■ **Testo presentato**:
DECOSTRUIRE IL MITO DI SERGIO ATZENI PER RENDERE GIUSTIZIA A SERGIO ATZENI

di Omar Onnis

Tempo di lettura

14 Minuti

Group-73.png

Tra la seconda metà degli anni Novanta dello scorso secolo e i primi anni Dieci di questo, Sergio Atzeni è diventato un oggetto di culto e un riferimento ideale e persino politico, al di là e spesso a dispetto della sua opera letteraria. È un fenomeno interessante da indagare, perché ci dice tanto delle nostre dinamiche culturali contemporanee.

In particolare, il libro di Atzeni che ne ha decretato il successo è stato Passavamo sulla terra leggeri. Un successo postumo, purtroppo per lo scrittore di Capoterra. E anche un successo costruitosi attraverso vie tutte sue, soprattutto grazie al passaparola e al fatto che alla prima edizione Mondadori siano seguite quelle del Maestrale, della Ilisso e ora quella di Sellerio, moltiplicando così la presenza e permanenza del testo in libreria, la sua reperibilità materiale.

Oggi l’impatto di Atzeni e di quel romanzo sono inferiori rispetto a un quarto di secolo fa. È un fatto di cicli generazionali, di gusti che cambiano, di aspettative sui contenuti che rispondono a logiche diverse. Per questo è difficile spiegare la forza con cui la scoperta della sua opera investì soprattutto la generazione tra i venti e i quarant’anni dal tardo 1995 in poi.

■ **Estratto dei dati**:
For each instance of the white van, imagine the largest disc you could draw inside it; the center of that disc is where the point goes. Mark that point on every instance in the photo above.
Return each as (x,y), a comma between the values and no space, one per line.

■ **Cosa farai**:
(A) Riscrivi in forma di elenco puntato il paragrafo del testo su Sergio Atzeni che inizia con "In particolare, il libro di Atzeni", conservandone i fatti principali.
(B) Ricopia dal testo su Sergio Atzeni, senza cambiare nulla, il passo che si apre con le parole contenenti "Tempo di lettura" e si chiude con "dinamiche culturali contemporanee.".
(C) Scrivi il seguito del testo su Sergio Atzeni, proseguendo dopo l'ultima frase riportata.

■ **Esercizi risolti**:
(A)
- Il libro che ha decretato il successo di Atzeni è Passavamo sulla terra leggeri.
- Si tratta di un successo postumo per lo scrittore di Capoterra.
- Il successo è nato soprattutto dal passaparola.
- Alla prima edizione Mondadori sono seguite quelle del Maestrale, della Ilisso e ora di Sellerio.
- Le varie edizioni hanno aumentato la presenza e la permanenza del libro in libreria e la sua reperibilità.

(B)
Tempo di lettura

14 Minuti

Group-73.png

Tra la seconda metà degli anni Novanta dello scorso secolo e i primi anni Dieci di questo, Sergio Atzeni è diventato un oggetto di culto e un riferimento ideale e persino politico, al di là e spesso a dispetto della sua opera letteraria. È un fenomeno interessante da indagare, perché ci dice tanto delle nostre dinamiche culturali contemporanee.

(C)
Personalmente ho amato PSTL, ma non lo considero il capolavoro di Atzeni. Nella mia classifica personale in cima c’è Bellas Mariposas, romanzo di una profondità e di una ricchezza tecnica e contenutistica enormi. In generale, non si può non considerare l’intera opera atzeniana un patrimonio di notevole spessore, nello scenario letterario sardo contemporaneo (e non solo in quello sardo). Resta chiaramente la sensazione di incompiutezza dovuta alla sua prematura scomparsa. E forse questo avvenimento tragico, questa interruzione repentina, ha contribuito a generare equivoci e travisamenti a cui nessuno ha potuto dare risposte adeguate. Cosa che non sarebbe successa con l’autore ancora in vita. Non perché chi legge non abbia comunque la libertà di appropriarsi di ciò che legge e darne l’interpretazione che preferisce, ma perché l’assenza dell’autore smonta la dialettica tra chi produce e chi fruisce del contenuto letterario. E impedisce di vedere quale sarebbe stata la successiva parabola creativa e intellettuale dell’autore.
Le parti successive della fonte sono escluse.